• TASK INSTRUCTIONS
Reproduce every line of the items below, requests included. Rescale each x and y coordinate in the answers by multiplying it by 0.8 and rounding to the nearest whole number, with halves rounded up.

• SOURCE DATA
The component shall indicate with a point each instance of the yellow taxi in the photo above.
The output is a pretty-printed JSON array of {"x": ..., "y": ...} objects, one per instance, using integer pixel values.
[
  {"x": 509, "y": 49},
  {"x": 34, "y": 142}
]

• TASK RESULT
The component shall indicate with a point each instance of the yellow taxi in the photo above.
The output is a pretty-printed JSON array of {"x": ..., "y": ...} objects, one per instance, using integer pixel values.
[
  {"x": 407, "y": 39},
  {"x": 27, "y": 114}
]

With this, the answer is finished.